Condense the paragraph of the forum post below that begins "Since my childhood" into two or three sentences, keeping its main facts.

→ **Document section**:

###

Posted 12/29/2013 6:17 PM (GMT 0)
Hi everyone,
This is my first post in healingwell forums, so first of all, I wish you a happy new year and want to say hi. I am a 24 years old male as of now, and you are all awesome people!
I have waded through posts, read really valuable posts, shared many others' worries and I wanted to share my problems with you all. I am sure what I'm about to say must've been written many times before but, anyway, I'll give it a go. I am pretty nervous because I have always been shy about sharing my problem so openly, so please forgive me beforehand for any silliness I might cause :)
Since my childhood, I have always been a shy and somewhat awkward person. I've never known a period of time when I could blend into any group of people with ease. I have always felt distant in some way, even as a little kid, I was conscious about my alienation, but, until I started college, I could deal with it in one way or other. Being an introvert wasn't much of an issue for me because eventually I would go back home, and feel safe in my safe home.
I am not sure if it's relevant to my problems today, but during my first year at college, I was involved in a traffic accident, I was just passing across the street and a huge truck crashed its way through other cars waiting for the green light, and hit me and my childhood friend and many others, my right foot got crushed, stitched back and my friend passed away. I never felt like it was a problem that ruined my life or anything, I still feel like it was a tragic accident and that's all but after that accident, I had my first panic attack, and up to this day, I have had a total of 2 panic attacks and 2 migraine attacks which progressively became less and less violent and since 3 years, I haven't had a single attack whatsoever.

###

→ **Record set**:
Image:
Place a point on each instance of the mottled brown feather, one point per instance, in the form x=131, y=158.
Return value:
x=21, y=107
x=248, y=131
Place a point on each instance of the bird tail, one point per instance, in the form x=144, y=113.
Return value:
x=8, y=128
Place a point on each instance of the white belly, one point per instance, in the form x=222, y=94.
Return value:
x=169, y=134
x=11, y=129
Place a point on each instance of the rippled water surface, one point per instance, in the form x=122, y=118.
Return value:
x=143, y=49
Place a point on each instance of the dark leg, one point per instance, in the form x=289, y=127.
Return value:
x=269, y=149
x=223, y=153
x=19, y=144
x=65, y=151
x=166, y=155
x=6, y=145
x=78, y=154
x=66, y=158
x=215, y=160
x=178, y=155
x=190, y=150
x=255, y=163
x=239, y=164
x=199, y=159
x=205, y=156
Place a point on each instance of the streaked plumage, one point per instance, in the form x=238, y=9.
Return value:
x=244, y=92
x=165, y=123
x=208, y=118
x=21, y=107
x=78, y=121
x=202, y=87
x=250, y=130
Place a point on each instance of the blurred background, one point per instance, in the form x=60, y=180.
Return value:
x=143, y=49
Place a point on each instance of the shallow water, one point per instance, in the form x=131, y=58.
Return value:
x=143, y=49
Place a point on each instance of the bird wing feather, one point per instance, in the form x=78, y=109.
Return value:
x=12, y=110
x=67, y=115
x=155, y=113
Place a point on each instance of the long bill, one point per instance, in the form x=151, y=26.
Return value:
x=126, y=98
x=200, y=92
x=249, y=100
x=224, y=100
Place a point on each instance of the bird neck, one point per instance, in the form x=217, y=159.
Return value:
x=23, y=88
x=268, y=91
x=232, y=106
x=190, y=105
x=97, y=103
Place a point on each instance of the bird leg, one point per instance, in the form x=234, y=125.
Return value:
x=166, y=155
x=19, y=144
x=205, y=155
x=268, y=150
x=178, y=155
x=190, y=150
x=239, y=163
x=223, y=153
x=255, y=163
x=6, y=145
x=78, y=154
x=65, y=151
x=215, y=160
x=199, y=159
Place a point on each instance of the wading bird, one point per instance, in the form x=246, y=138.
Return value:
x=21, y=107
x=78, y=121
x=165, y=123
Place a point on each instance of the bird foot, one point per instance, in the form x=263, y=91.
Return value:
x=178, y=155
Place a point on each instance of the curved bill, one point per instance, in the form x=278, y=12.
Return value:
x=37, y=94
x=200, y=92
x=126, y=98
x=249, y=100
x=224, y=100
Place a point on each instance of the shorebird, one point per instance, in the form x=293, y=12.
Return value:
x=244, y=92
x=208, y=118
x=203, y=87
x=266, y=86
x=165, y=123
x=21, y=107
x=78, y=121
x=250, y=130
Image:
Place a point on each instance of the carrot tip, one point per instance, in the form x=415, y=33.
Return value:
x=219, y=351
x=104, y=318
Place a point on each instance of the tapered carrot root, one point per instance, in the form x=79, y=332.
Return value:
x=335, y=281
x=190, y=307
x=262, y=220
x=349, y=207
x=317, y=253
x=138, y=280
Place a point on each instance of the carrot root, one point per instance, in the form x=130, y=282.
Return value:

###

→ **Exercise answer**: The writer has been shy and somewhat awkward since childhood, never able to fit into a group easily, and felt distant and aware of it even as a small child. Before college, the writer could cope with this one way or another. Being an introvert wasn't much of a problem then because home was always a safe place to go back to.